[Problem requirements]:
For each line below that contains the string "electrical", copy that line.

[Input records]:

- Opening Delimiter -

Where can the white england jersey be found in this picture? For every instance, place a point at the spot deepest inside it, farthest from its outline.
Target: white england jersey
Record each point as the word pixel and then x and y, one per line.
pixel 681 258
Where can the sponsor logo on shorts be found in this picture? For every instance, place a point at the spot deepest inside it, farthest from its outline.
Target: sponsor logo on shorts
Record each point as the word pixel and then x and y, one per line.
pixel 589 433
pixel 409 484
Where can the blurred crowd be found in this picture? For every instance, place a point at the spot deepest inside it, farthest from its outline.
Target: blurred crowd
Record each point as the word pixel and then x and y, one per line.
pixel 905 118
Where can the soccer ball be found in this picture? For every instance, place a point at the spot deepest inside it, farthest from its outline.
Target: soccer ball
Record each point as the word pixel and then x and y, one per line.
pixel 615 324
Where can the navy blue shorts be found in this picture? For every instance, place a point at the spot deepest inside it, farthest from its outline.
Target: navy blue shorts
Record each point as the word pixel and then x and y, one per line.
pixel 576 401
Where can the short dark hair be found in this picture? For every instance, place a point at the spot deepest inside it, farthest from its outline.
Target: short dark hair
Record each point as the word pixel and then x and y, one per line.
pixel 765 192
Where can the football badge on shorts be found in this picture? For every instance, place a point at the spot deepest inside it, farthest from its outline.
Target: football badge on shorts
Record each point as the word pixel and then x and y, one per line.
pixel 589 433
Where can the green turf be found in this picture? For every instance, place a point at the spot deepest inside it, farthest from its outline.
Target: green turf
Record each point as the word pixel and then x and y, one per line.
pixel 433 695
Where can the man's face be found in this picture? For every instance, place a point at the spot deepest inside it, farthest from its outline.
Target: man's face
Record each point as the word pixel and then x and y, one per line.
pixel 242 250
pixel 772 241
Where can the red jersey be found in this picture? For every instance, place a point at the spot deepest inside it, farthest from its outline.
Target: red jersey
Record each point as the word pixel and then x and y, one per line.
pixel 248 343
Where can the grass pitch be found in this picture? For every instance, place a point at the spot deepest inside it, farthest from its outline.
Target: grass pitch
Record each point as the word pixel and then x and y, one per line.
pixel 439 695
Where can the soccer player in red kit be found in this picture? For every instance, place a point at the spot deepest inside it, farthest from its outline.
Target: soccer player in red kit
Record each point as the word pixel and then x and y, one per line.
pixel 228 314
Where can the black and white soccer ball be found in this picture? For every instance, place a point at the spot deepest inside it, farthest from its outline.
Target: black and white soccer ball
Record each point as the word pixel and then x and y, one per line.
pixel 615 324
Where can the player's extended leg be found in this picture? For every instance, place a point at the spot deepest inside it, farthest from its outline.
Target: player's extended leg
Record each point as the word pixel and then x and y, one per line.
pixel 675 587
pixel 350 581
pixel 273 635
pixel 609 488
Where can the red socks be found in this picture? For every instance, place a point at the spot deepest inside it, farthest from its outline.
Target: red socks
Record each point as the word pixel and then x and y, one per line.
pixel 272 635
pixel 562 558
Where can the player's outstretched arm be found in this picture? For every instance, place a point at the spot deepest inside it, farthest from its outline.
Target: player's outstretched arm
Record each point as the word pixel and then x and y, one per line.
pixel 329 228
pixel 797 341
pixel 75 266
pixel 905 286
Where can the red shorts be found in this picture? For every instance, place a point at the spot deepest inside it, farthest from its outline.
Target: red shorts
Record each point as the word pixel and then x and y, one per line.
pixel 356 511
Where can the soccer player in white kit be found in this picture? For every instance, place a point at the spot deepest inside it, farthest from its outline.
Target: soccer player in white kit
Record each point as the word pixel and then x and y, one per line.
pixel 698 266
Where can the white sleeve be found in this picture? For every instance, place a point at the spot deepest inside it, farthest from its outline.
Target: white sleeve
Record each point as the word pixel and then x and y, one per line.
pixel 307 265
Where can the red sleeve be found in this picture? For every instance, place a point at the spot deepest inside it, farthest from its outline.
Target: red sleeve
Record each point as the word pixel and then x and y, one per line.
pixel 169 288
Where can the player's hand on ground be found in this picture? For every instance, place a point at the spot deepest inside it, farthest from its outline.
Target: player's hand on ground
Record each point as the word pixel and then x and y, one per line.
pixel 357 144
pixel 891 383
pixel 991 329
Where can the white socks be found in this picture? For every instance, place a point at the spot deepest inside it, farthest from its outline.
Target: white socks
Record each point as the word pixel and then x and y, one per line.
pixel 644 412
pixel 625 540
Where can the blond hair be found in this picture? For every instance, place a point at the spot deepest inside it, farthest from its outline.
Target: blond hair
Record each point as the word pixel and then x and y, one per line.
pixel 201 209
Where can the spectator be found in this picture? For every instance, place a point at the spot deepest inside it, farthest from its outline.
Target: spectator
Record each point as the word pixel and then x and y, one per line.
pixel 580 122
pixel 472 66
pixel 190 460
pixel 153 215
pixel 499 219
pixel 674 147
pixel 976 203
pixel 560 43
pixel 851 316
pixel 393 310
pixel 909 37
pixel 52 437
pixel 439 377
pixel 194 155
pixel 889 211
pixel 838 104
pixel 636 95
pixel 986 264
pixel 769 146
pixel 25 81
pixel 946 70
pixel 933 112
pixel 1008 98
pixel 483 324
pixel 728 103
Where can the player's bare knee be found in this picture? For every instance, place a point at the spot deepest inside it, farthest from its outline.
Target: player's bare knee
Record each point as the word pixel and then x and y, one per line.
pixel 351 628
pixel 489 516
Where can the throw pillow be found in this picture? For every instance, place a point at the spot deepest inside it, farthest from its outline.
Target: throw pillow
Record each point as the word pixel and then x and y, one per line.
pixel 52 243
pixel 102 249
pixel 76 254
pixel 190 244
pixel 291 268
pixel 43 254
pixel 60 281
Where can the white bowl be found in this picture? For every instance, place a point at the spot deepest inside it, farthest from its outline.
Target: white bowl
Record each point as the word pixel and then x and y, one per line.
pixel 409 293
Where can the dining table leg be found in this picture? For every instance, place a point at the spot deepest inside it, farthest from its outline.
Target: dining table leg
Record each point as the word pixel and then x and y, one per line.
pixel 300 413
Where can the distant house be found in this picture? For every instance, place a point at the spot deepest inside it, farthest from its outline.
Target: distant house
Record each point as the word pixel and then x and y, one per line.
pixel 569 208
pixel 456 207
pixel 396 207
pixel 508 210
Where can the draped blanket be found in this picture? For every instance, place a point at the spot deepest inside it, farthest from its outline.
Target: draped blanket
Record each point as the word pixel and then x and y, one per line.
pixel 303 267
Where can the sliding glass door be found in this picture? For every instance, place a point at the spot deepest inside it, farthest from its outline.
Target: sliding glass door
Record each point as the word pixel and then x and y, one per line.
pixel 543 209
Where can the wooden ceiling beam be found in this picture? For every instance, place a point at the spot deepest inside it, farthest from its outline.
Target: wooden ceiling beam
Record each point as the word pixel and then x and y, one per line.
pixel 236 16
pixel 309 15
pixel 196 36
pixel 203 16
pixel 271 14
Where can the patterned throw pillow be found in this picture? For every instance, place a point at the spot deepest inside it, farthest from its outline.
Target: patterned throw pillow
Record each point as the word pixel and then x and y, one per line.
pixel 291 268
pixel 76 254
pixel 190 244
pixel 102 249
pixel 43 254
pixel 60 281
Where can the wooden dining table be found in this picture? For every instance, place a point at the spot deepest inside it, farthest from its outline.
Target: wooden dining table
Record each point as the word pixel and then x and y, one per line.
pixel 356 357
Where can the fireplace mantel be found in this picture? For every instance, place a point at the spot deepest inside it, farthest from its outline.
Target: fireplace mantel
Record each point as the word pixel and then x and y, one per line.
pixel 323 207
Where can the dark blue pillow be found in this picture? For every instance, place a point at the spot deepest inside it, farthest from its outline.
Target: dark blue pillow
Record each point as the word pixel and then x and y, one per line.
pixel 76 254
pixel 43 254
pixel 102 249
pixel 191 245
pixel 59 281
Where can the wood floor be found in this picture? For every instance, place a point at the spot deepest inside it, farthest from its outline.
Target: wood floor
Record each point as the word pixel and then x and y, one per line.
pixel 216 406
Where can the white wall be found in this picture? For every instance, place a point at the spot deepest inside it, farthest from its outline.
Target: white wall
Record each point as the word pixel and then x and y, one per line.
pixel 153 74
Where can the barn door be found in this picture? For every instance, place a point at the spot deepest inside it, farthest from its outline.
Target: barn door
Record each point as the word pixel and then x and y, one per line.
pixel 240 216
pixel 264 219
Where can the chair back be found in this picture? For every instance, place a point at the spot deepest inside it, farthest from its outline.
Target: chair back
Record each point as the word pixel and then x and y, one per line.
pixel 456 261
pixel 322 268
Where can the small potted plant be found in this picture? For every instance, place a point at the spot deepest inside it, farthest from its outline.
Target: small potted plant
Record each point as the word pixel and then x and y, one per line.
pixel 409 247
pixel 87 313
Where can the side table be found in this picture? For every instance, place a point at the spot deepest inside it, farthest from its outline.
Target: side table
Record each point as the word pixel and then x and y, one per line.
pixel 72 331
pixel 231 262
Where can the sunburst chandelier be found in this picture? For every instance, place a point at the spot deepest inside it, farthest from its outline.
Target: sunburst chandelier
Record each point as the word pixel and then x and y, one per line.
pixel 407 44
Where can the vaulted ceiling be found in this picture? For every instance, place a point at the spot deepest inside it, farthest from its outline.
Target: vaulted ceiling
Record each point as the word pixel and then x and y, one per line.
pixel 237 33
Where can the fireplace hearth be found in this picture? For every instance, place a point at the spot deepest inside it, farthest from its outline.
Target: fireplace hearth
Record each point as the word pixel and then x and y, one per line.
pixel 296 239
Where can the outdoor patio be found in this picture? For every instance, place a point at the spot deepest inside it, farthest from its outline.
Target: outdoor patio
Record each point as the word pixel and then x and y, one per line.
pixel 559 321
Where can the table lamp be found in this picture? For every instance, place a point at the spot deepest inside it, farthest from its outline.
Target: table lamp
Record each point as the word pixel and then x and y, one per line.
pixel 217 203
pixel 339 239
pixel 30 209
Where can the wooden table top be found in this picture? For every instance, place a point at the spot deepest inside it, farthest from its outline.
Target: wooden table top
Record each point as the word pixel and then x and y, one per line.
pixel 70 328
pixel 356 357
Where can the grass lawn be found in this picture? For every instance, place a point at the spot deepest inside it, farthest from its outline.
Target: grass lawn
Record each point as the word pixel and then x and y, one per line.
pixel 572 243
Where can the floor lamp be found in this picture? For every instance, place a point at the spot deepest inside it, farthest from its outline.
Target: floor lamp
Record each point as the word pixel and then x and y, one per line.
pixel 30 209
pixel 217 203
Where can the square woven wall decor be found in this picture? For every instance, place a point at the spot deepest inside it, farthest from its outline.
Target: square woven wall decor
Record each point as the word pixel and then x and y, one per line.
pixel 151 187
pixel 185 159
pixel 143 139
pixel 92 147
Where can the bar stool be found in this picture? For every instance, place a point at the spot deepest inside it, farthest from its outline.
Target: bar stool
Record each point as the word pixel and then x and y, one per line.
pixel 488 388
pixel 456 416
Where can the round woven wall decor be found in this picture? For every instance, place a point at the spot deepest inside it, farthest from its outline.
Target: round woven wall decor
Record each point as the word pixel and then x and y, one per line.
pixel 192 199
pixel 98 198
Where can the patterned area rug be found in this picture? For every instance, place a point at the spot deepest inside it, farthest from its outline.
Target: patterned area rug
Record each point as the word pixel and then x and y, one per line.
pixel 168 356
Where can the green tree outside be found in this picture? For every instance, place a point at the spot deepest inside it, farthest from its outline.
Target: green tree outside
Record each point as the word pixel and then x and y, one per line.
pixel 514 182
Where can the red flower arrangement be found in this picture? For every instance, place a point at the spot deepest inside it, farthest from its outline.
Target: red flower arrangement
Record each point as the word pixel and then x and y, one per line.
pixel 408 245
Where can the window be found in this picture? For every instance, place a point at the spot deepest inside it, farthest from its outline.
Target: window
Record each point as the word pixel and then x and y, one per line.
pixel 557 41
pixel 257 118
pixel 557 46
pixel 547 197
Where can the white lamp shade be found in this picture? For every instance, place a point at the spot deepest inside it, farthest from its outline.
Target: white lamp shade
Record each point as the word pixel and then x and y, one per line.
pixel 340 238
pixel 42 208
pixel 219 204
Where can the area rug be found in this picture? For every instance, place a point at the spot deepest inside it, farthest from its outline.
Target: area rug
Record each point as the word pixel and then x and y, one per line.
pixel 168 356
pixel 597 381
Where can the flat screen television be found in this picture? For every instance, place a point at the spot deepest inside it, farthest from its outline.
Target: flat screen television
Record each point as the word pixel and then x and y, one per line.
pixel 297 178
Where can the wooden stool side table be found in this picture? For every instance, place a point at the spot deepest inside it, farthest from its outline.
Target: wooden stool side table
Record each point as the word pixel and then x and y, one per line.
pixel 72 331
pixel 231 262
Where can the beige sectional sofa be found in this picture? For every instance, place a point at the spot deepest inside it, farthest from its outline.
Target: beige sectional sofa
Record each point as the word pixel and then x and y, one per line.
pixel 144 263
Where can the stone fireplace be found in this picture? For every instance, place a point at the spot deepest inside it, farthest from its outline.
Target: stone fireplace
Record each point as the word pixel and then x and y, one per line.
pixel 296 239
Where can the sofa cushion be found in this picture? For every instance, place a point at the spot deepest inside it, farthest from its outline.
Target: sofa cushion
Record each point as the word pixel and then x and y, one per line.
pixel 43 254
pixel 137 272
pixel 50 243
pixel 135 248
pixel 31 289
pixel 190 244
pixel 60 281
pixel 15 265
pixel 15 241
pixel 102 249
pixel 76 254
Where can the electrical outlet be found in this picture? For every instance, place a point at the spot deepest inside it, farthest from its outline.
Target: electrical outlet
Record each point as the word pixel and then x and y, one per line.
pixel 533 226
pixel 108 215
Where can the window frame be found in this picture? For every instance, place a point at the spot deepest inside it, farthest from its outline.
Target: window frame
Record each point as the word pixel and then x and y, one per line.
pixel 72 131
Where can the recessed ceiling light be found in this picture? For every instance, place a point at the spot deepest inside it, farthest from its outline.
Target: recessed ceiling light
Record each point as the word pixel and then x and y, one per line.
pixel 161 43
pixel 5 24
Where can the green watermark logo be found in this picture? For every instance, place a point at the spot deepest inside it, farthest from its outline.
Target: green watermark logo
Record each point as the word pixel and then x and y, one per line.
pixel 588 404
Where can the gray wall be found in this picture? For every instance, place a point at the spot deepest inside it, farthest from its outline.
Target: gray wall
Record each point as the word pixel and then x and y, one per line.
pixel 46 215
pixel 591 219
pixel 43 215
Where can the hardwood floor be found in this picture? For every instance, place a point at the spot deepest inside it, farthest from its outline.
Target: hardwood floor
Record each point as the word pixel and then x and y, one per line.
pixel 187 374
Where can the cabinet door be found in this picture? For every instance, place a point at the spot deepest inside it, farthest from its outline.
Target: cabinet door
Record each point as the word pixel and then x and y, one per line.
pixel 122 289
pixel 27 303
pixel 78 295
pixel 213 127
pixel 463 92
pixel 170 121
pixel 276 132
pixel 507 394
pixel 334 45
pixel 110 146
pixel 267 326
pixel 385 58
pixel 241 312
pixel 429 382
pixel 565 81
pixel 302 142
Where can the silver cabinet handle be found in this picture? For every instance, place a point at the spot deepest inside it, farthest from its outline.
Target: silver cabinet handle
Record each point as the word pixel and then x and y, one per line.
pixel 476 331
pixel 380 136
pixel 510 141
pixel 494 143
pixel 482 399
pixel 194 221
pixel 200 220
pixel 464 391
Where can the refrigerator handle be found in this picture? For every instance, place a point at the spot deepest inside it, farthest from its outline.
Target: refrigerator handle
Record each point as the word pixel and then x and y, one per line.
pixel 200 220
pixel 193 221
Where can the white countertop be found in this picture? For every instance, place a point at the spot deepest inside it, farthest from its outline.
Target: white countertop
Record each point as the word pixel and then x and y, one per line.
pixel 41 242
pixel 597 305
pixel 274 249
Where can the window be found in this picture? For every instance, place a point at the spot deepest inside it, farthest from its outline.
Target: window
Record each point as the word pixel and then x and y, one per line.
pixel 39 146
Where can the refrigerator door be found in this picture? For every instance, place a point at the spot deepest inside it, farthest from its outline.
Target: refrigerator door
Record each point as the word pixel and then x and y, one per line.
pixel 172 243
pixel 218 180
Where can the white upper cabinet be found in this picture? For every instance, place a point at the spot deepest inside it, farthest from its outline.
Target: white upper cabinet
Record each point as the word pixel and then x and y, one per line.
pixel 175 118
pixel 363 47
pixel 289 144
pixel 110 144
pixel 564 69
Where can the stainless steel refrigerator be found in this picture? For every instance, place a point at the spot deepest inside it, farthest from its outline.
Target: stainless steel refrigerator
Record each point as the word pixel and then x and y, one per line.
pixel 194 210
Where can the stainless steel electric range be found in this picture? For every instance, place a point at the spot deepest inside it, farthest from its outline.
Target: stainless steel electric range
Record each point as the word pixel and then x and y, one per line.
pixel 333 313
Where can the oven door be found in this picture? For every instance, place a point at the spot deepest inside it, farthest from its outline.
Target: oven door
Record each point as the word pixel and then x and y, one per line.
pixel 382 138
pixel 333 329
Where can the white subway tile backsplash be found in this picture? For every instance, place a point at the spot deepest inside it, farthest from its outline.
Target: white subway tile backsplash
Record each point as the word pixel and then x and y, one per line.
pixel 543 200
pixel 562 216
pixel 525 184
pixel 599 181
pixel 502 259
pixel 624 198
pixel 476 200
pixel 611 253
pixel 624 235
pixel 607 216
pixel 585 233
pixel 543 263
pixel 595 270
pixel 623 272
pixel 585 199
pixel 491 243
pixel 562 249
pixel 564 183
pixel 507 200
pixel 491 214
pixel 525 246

- Closing Delimiter -

[The answer]:
Where can the electrical outlet be found in this picture? For every instance, place a point at the spot deepest inside it, farthest from its outline.
Target: electrical outlet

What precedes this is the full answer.